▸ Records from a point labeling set
━━━━━━━━

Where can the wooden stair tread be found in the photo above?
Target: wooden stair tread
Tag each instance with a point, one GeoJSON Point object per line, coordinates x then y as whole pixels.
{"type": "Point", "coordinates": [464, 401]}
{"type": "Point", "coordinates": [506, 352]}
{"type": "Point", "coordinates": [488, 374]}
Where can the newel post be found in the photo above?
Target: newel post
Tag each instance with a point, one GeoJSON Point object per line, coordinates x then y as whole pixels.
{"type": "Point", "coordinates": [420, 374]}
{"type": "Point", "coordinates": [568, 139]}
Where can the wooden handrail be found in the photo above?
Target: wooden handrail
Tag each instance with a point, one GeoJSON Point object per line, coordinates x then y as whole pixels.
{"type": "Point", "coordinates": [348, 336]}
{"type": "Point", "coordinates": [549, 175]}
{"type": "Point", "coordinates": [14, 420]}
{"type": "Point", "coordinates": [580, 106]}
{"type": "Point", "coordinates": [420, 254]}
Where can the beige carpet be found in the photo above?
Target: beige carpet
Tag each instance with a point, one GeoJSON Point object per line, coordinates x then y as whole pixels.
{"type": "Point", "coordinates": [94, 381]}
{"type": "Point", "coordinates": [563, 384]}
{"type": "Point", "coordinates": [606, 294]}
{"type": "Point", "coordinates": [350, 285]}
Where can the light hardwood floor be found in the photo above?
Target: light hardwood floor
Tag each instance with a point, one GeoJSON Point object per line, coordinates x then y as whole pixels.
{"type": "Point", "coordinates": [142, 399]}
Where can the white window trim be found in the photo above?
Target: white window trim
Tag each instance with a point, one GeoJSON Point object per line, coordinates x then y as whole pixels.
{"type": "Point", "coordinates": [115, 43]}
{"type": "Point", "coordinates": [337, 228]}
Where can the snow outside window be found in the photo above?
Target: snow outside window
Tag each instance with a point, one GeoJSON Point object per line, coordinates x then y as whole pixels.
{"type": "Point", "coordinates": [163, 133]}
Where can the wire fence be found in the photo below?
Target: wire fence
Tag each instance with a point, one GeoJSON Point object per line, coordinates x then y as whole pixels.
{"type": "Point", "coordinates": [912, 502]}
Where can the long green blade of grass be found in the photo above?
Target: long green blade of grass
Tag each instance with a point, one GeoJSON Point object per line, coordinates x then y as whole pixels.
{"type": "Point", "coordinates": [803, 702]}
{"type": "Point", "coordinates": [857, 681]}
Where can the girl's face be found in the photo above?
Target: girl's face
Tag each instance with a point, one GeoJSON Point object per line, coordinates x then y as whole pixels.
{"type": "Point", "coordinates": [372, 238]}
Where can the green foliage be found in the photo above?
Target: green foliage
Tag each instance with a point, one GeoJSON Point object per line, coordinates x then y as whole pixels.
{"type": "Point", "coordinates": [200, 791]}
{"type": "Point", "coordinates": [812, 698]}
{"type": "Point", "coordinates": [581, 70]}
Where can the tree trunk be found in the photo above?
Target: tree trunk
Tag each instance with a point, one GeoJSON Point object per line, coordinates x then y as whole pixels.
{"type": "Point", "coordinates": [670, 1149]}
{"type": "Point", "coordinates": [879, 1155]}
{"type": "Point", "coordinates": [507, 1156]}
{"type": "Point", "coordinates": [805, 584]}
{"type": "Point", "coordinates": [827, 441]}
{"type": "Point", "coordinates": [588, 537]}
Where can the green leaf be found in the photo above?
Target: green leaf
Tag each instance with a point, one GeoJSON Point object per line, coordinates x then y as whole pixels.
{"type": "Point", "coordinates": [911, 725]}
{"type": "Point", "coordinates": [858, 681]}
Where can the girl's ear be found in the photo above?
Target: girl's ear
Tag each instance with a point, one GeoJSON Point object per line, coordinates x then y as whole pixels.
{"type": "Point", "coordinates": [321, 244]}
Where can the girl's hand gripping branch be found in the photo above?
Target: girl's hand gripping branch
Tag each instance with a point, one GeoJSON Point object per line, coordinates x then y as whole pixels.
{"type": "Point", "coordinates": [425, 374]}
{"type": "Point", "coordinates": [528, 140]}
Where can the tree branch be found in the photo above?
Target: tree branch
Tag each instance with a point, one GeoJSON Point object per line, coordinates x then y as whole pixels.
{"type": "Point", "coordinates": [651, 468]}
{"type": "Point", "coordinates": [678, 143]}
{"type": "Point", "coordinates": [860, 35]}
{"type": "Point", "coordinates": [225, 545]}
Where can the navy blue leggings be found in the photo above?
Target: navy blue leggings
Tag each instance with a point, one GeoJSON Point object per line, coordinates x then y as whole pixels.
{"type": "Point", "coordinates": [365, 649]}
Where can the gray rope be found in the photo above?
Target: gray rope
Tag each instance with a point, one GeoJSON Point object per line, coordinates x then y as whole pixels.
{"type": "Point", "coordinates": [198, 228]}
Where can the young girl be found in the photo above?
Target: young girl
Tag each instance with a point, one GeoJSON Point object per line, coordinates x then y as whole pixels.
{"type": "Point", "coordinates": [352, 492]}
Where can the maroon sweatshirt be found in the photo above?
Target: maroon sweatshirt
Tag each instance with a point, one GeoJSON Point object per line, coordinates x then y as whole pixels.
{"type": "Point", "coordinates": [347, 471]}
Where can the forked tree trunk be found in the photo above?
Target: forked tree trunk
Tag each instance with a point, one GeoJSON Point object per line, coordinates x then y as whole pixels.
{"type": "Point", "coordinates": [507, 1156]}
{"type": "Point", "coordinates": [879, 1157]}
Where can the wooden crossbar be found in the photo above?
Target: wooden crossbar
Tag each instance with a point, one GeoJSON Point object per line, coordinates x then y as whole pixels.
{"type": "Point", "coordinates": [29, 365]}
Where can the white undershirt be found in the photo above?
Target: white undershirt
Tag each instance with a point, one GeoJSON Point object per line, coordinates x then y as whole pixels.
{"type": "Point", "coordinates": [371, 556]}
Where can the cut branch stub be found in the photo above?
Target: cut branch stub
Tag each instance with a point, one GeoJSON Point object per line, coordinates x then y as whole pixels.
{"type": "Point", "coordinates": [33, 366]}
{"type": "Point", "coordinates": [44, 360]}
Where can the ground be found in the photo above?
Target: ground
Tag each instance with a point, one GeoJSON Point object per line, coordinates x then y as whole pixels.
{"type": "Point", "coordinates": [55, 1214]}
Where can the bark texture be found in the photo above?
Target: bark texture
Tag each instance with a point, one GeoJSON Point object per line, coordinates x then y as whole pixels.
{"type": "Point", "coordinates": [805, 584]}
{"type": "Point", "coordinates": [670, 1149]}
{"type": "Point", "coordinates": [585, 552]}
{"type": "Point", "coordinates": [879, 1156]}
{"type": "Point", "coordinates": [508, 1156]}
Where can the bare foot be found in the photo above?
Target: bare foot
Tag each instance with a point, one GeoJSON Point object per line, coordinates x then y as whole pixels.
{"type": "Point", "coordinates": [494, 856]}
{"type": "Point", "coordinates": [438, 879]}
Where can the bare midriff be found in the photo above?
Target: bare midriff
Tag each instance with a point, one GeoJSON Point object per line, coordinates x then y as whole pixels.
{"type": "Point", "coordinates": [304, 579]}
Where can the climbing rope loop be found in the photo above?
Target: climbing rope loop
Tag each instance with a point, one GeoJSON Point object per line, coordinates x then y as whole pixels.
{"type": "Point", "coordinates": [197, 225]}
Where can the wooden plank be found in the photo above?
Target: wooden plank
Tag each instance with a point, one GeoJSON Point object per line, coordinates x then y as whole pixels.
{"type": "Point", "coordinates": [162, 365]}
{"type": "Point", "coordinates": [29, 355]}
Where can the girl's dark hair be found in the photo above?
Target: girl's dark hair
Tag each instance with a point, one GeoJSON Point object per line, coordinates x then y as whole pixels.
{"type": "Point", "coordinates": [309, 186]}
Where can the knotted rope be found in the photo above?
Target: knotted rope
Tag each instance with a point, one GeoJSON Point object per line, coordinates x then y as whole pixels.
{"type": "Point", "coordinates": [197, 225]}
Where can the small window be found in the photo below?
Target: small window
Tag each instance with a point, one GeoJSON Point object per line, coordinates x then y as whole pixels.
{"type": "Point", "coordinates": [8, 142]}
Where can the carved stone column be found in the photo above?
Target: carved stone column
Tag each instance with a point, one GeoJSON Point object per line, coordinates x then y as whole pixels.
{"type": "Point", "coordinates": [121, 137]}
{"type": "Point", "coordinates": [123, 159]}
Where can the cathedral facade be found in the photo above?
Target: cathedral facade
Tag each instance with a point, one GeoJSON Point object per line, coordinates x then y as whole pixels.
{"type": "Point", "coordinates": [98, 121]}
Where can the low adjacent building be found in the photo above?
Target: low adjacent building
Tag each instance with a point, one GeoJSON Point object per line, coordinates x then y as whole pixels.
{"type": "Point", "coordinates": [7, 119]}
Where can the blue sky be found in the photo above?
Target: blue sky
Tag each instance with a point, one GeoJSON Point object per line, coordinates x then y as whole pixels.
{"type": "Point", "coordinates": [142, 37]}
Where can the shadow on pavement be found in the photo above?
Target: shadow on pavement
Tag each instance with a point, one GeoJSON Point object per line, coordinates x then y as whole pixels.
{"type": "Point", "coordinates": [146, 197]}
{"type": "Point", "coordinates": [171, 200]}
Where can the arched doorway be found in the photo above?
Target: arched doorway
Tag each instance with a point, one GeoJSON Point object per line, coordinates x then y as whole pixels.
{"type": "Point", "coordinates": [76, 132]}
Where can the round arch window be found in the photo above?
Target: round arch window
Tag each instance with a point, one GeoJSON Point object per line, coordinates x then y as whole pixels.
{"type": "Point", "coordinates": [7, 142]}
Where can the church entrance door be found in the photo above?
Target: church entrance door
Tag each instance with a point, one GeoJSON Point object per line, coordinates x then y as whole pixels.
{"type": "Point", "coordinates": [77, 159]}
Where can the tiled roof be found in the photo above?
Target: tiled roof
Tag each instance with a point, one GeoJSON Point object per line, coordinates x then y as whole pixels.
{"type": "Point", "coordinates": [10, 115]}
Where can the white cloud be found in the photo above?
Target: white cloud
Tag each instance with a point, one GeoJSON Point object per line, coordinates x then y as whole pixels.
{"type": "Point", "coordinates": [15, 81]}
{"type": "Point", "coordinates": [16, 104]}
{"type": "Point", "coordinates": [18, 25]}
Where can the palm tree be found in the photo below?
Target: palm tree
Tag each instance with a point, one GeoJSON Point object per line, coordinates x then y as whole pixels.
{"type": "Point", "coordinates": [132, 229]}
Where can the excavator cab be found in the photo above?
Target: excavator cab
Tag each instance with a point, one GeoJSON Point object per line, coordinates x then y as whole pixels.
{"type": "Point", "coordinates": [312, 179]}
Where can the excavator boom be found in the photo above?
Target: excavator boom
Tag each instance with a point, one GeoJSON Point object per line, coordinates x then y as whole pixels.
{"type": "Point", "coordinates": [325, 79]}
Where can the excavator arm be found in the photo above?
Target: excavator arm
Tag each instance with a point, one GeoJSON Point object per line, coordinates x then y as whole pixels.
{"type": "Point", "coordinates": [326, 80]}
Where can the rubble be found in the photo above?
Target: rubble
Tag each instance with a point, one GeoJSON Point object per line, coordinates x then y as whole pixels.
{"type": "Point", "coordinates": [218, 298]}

━━━━━━━━

▸ What to work on
Look above for the line containing "Where can the excavator arm", then transcribe it and all lines after it through the last, exactly and with nothing else.

▸ Exercise output
Where can the excavator arm be found in the photo above?
Target: excavator arm
Tag each instance with a point, one GeoJSON Point object per line, coordinates x then y as whole pixels.
{"type": "Point", "coordinates": [326, 80]}
Where can the rubble be found in the photo above?
Target: rubble
Tag each instance with a point, one GeoJSON Point object per line, coordinates x then y as whole pixels.
{"type": "Point", "coordinates": [218, 298]}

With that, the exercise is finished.